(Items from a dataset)
Start of Block
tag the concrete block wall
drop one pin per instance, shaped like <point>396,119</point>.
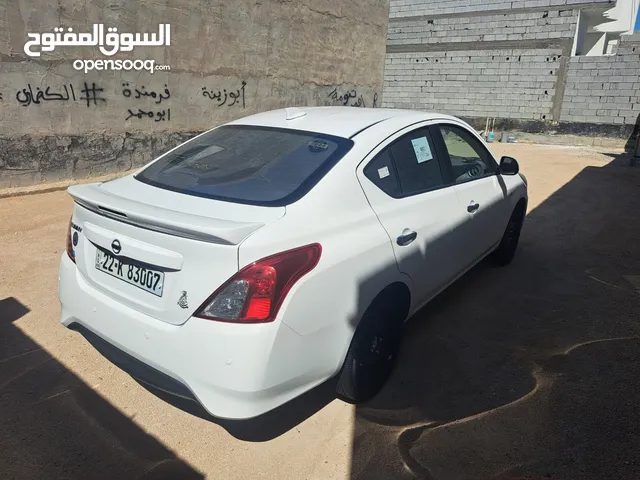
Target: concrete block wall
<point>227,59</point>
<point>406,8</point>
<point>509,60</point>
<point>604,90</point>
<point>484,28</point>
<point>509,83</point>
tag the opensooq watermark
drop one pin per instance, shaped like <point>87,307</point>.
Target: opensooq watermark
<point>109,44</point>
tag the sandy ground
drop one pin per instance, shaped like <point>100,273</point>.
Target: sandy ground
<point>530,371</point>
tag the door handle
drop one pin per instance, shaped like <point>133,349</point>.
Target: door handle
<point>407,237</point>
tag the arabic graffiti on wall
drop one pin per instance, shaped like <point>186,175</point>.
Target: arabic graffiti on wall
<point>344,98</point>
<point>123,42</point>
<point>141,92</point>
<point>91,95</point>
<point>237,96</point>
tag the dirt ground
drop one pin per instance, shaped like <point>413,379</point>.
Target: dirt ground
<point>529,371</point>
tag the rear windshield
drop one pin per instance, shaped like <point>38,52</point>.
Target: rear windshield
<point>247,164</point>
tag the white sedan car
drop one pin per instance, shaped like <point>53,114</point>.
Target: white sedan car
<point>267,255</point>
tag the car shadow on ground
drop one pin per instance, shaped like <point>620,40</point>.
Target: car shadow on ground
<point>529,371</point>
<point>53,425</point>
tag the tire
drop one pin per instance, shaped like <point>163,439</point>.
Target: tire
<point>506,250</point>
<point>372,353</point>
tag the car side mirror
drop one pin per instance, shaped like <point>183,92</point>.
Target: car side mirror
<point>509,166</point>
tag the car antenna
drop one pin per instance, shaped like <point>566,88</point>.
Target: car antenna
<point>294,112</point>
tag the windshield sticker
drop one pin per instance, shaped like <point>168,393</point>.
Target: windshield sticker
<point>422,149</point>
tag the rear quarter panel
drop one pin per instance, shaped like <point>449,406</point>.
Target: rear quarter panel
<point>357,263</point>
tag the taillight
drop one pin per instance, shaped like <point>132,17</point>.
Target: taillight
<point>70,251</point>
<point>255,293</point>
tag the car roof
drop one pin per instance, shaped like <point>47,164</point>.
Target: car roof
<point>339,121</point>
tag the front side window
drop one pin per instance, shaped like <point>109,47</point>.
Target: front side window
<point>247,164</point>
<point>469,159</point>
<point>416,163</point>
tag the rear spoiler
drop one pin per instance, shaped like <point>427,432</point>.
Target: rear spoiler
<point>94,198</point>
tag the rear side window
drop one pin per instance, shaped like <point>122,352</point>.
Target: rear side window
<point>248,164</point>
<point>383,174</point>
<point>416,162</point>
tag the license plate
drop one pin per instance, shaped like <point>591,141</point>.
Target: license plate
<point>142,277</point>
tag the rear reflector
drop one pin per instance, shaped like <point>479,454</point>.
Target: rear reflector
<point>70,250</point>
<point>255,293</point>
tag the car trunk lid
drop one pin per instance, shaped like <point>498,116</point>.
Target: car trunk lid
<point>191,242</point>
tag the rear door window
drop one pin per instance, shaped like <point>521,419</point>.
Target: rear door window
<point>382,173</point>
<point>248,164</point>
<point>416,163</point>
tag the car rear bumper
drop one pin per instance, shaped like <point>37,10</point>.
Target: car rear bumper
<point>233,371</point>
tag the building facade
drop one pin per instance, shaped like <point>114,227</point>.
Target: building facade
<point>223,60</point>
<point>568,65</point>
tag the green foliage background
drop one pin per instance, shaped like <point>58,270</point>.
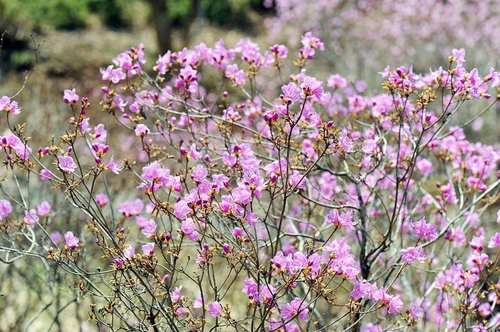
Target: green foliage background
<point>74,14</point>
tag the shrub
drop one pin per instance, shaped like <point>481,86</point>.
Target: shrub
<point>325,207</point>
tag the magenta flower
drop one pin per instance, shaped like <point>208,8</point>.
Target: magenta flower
End of Block
Spot the lines above that mention "flower" and copy them.

tag the magenta flower
Target: magenta flower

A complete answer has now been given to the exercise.